— Start —

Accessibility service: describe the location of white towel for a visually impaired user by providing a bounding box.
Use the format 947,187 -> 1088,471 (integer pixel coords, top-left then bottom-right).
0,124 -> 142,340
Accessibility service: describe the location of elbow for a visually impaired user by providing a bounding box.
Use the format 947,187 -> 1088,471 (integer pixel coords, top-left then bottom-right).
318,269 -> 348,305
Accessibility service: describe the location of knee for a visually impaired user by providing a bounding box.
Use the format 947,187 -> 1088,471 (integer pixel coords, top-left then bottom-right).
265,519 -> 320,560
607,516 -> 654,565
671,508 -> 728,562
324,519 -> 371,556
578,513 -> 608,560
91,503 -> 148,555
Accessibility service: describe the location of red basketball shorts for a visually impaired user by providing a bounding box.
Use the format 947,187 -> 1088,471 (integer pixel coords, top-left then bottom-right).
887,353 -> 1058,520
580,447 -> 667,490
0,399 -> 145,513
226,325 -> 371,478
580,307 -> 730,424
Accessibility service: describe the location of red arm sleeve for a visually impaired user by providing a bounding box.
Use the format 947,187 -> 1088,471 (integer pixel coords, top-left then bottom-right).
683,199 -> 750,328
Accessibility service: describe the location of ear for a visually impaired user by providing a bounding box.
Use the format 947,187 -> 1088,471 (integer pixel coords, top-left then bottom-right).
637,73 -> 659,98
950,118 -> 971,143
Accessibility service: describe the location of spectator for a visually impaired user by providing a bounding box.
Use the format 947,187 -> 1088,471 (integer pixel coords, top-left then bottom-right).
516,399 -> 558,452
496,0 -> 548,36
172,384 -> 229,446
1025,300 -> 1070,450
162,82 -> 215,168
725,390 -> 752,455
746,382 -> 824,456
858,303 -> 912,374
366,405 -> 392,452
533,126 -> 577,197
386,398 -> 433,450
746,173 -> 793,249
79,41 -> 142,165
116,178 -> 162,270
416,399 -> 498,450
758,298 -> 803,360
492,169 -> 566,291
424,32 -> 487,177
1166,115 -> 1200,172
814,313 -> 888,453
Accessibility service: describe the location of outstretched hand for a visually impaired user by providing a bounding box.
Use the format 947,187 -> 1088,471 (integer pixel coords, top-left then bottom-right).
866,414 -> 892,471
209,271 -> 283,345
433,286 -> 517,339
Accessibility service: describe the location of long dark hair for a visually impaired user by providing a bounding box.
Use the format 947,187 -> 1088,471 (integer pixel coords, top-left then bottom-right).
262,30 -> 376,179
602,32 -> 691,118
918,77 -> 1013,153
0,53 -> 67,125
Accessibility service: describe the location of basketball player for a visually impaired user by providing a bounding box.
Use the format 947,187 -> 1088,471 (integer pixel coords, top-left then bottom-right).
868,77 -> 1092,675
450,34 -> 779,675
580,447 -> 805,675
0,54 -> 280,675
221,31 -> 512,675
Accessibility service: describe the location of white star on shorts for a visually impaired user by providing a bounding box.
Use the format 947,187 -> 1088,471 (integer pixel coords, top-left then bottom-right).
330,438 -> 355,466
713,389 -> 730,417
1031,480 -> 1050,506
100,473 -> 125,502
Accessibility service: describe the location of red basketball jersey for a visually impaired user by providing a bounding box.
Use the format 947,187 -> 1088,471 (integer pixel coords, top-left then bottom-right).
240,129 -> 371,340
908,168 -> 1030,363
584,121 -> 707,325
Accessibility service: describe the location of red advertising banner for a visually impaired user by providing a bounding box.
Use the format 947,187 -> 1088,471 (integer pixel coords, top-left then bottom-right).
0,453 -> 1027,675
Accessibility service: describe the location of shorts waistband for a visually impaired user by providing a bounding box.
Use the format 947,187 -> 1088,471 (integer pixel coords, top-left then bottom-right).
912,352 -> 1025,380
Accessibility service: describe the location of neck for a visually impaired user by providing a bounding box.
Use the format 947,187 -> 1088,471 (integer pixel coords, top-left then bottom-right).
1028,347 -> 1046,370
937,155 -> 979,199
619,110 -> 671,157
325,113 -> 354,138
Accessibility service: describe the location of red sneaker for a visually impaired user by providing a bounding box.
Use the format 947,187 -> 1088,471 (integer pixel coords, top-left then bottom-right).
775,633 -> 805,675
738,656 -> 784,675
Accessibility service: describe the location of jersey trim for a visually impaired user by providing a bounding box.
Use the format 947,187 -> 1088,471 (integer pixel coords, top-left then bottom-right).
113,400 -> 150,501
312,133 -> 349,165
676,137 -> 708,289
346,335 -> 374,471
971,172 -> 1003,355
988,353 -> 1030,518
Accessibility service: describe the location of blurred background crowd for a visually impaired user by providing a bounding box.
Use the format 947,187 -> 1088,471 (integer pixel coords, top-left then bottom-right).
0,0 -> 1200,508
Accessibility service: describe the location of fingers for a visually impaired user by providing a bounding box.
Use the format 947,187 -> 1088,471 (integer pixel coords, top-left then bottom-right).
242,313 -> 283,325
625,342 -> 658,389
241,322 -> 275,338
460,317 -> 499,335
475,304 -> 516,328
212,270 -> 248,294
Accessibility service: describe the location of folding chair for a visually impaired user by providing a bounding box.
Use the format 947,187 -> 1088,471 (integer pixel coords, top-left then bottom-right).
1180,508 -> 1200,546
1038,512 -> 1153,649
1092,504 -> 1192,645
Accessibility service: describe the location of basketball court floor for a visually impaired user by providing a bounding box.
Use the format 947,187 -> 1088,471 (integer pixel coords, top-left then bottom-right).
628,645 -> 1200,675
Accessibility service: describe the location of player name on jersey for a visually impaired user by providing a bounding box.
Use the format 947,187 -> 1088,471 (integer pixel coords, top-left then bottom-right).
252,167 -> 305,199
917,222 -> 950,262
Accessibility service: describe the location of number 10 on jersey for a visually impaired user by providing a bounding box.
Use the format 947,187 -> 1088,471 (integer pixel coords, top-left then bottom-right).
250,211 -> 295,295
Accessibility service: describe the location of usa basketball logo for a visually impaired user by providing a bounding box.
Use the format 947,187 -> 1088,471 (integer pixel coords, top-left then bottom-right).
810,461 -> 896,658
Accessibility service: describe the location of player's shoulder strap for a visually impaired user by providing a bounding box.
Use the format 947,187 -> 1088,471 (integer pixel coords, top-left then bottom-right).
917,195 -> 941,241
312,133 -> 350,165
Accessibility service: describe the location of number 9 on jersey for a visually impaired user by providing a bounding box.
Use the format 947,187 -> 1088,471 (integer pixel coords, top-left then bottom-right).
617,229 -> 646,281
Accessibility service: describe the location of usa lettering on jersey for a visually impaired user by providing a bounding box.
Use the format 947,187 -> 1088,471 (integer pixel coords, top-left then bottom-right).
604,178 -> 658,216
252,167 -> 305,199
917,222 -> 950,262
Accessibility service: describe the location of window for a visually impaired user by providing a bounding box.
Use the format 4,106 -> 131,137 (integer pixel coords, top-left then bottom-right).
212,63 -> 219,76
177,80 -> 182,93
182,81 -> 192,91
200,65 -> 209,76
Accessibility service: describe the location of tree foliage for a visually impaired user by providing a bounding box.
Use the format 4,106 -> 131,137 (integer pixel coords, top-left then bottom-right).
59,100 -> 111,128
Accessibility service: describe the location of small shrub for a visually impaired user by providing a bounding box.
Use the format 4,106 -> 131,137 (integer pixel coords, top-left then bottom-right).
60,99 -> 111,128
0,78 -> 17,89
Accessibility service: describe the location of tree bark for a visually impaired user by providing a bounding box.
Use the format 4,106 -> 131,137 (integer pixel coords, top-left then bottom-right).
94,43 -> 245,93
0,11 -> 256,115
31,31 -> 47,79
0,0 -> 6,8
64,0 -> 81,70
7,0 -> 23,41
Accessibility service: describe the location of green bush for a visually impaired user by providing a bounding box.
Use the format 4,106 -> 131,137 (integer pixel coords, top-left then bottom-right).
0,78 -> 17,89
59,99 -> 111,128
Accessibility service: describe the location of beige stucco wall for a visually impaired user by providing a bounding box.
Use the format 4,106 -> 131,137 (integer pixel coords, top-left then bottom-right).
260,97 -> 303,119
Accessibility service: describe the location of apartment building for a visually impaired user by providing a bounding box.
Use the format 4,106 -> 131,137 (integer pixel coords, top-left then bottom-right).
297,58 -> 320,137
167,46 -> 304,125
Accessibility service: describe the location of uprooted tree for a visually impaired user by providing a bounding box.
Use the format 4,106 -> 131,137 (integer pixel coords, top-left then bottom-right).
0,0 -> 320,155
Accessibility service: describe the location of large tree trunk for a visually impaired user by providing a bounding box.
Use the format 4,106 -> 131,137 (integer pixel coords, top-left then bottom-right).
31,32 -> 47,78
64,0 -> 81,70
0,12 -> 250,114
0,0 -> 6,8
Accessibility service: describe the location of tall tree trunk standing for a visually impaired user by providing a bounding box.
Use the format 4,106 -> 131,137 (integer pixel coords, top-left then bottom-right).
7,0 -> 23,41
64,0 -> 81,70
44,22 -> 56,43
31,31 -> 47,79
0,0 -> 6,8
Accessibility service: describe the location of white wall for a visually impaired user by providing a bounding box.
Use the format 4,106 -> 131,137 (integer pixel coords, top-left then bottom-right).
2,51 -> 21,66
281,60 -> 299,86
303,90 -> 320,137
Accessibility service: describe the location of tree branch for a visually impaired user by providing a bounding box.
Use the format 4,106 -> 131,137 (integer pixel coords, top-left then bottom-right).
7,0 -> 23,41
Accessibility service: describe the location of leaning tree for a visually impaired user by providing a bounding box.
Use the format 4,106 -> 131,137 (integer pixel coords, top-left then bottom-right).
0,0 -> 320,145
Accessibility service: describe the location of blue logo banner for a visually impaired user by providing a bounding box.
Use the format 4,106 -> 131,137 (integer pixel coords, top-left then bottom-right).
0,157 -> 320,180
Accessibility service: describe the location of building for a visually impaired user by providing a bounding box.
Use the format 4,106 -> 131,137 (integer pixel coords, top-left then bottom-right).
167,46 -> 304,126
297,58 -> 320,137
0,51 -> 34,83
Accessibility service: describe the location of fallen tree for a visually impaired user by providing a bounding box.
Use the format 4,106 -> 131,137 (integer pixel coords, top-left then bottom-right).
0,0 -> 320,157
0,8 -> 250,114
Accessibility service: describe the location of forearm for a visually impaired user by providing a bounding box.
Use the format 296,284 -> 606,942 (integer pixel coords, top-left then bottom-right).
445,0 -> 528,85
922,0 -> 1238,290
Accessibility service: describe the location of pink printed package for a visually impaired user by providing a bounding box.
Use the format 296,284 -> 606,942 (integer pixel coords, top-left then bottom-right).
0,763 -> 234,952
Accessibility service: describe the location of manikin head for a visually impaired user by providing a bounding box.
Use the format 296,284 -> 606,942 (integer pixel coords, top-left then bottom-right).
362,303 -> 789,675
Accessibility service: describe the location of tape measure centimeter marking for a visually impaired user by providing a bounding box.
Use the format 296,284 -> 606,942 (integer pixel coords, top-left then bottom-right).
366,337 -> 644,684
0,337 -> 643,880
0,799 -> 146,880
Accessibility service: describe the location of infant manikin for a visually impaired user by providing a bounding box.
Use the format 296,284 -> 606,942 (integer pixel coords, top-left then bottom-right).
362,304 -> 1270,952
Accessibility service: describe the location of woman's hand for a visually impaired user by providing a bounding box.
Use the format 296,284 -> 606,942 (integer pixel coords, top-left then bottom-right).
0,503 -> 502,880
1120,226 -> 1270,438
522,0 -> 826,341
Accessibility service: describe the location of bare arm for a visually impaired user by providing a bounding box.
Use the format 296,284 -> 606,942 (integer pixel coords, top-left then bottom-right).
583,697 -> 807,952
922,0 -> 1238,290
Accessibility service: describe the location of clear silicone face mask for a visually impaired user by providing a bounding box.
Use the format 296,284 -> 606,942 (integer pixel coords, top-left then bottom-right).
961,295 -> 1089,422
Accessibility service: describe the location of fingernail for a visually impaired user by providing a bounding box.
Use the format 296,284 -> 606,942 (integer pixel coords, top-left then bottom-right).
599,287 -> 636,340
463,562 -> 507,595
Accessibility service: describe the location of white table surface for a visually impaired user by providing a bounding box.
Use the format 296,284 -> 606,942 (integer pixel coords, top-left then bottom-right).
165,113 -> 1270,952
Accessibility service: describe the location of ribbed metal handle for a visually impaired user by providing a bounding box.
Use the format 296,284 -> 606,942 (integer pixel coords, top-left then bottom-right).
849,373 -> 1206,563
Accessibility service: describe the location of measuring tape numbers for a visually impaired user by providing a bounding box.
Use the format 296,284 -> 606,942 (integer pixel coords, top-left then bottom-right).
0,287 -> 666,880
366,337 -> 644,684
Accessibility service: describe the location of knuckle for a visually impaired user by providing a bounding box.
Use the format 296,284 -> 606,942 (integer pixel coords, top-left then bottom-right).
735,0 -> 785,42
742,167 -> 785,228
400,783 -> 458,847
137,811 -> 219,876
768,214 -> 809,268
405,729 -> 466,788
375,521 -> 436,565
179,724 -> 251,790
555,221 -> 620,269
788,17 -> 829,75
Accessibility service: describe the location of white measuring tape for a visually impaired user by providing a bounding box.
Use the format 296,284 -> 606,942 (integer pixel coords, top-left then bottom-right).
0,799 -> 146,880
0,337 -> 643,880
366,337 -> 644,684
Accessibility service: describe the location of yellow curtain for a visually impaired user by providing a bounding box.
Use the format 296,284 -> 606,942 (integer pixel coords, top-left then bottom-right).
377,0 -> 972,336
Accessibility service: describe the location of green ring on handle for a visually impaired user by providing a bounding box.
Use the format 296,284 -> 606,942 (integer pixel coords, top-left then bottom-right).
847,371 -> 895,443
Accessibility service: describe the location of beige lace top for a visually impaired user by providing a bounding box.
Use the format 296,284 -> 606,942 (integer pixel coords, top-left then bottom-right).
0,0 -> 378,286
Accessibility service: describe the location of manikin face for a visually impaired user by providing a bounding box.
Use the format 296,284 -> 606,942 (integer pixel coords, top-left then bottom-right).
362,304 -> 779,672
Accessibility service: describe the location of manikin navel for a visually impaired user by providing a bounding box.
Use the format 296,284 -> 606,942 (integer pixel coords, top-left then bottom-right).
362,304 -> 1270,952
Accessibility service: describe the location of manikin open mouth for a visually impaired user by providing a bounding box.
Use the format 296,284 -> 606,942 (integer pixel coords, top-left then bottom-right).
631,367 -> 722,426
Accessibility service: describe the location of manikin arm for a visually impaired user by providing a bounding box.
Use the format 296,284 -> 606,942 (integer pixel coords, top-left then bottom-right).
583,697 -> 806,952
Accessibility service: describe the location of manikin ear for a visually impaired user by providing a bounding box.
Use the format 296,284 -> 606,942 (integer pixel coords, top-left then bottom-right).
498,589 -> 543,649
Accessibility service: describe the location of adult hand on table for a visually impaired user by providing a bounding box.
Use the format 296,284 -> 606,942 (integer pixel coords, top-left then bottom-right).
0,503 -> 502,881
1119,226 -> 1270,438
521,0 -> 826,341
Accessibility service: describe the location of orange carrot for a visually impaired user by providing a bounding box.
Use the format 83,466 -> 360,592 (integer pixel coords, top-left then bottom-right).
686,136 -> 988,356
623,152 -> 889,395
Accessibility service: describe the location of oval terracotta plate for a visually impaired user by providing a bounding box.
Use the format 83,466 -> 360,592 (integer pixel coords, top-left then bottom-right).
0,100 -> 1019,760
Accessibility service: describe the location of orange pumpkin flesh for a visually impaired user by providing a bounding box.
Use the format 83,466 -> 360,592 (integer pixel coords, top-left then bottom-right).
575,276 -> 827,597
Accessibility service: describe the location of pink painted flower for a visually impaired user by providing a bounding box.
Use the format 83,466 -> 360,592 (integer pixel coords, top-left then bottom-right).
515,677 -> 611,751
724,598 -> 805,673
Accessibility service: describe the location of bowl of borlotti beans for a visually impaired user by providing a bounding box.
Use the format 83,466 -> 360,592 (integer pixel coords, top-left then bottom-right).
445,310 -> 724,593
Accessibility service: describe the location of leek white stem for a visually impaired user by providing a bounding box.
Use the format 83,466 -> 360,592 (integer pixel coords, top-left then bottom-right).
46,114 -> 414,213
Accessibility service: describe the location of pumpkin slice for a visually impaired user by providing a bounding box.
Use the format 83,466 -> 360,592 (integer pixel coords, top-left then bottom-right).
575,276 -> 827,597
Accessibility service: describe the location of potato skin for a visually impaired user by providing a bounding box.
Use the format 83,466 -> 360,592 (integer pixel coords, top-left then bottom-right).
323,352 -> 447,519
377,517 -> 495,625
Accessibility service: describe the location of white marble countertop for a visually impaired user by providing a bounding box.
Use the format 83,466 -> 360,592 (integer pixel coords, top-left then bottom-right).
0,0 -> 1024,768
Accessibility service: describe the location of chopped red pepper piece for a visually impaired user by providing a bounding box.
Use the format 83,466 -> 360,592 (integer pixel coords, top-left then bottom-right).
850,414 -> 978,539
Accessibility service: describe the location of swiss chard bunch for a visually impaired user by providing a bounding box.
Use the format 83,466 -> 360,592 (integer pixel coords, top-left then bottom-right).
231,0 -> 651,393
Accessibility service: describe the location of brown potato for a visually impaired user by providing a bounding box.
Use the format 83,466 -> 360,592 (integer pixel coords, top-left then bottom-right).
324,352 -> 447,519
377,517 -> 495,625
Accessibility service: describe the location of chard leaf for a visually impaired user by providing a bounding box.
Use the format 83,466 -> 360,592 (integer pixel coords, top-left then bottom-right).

— End —

Can you revise the records from the line containing "Accessibility service: describe the location of tree foliage" through the line containing "59,99 -> 111,128", inclusive, so that "visually impaired user" becomes "low-vision user" and nothing else changes? Return only those lines.

*Task answer*.
Accessibility service: describe the location of tree foliage for a low-vision user by providing a bounding box.
Use the format 4,106 -> 131,137 (integer pixel coords, top-left then bottom-right).
59,100 -> 111,128
Accessibility service: describe the location of small shrub for a low-vision user by providing a bounding box.
Use the format 4,106 -> 131,137 (integer pixel coords, top-left then bottom-right).
60,99 -> 111,128
0,78 -> 17,89
Accessibility service: describe the location of tree bark for a low-vision user by providing a bounding box.
Use the format 4,106 -> 131,137 (integer pixel coords, top-left then bottom-right).
94,43 -> 245,93
0,11 -> 256,115
31,31 -> 47,79
0,0 -> 6,8
64,0 -> 81,70
7,0 -> 23,41
Accessibility service: describe the location of green bush for a low-vision user by providing a bounding box.
Use the format 4,106 -> 131,137 (integer pixel coords, top-left then bottom-right).
0,78 -> 17,89
59,99 -> 111,128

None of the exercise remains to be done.